# Saved entries
****
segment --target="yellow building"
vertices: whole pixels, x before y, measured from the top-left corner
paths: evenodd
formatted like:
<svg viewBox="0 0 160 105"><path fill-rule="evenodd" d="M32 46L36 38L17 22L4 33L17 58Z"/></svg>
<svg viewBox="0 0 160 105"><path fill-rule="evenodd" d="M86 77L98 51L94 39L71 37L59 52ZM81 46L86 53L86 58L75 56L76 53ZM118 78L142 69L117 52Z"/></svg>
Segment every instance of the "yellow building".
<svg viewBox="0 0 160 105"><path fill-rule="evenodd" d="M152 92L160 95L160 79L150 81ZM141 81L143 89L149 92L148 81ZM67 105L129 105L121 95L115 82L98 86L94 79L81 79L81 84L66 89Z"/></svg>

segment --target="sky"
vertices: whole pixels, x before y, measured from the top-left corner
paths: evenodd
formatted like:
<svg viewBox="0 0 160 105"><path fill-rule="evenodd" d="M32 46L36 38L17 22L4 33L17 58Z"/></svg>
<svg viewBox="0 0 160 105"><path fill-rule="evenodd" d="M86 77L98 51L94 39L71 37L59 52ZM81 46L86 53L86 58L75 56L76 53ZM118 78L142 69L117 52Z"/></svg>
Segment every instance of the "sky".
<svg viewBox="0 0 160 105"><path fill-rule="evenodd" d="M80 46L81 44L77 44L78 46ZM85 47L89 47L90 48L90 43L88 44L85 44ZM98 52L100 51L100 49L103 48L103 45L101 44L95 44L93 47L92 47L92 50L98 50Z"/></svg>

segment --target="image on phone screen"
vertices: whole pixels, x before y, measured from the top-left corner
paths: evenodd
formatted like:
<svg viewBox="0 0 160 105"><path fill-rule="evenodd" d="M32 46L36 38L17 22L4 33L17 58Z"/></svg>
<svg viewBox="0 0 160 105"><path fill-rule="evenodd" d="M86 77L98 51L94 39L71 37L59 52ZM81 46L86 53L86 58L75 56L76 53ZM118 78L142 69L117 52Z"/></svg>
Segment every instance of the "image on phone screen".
****
# Aim of the exercise
Give back each record above exactly as written.

# Result for this exercise
segment --target="yellow building"
vertices: whole pixels, x before y, measured from the top-left corner
paths: evenodd
formatted like:
<svg viewBox="0 0 160 105"><path fill-rule="evenodd" d="M32 46L36 38L17 22L4 33L17 58Z"/></svg>
<svg viewBox="0 0 160 105"><path fill-rule="evenodd" d="M86 77L98 51L94 39L71 37L59 52ZM81 46L86 53L86 58L75 56L76 53ZM118 78L142 69L117 52Z"/></svg>
Segment every instance of the "yellow building".
<svg viewBox="0 0 160 105"><path fill-rule="evenodd" d="M152 92L160 95L160 79L150 81ZM141 81L143 89L149 92L148 81ZM67 105L129 105L121 95L115 82L98 86L94 79L81 79L81 84L66 89Z"/></svg>

segment --target="sky"
vertices: whole pixels, x before y, measured from the top-left corner
paths: evenodd
formatted like:
<svg viewBox="0 0 160 105"><path fill-rule="evenodd" d="M32 46L36 38L17 22L4 33L17 58Z"/></svg>
<svg viewBox="0 0 160 105"><path fill-rule="evenodd" d="M86 77L98 51L94 39L71 37L59 52ZM81 46L86 53L86 58L75 56L76 53ZM118 78L142 69L117 52Z"/></svg>
Segment every instance of the "sky".
<svg viewBox="0 0 160 105"><path fill-rule="evenodd" d="M80 46L81 44L77 44L78 46ZM85 47L89 47L90 48L90 43L88 44L85 44ZM98 52L100 51L100 49L103 48L103 45L101 44L95 44L93 47L92 47L92 50L98 50Z"/></svg>

segment --target="image on phone screen"
vertices: whole pixels, x before y, measured from the top-left corner
paths: evenodd
formatted like:
<svg viewBox="0 0 160 105"><path fill-rule="evenodd" d="M32 46L36 38L17 22L4 33L17 58Z"/></svg>
<svg viewBox="0 0 160 105"><path fill-rule="evenodd" d="M86 77L98 51L94 39L71 37L59 52ZM81 46L86 53L86 58L75 56L76 53ZM118 78L142 69L117 52Z"/></svg>
Segment every instance of the "image on phone screen".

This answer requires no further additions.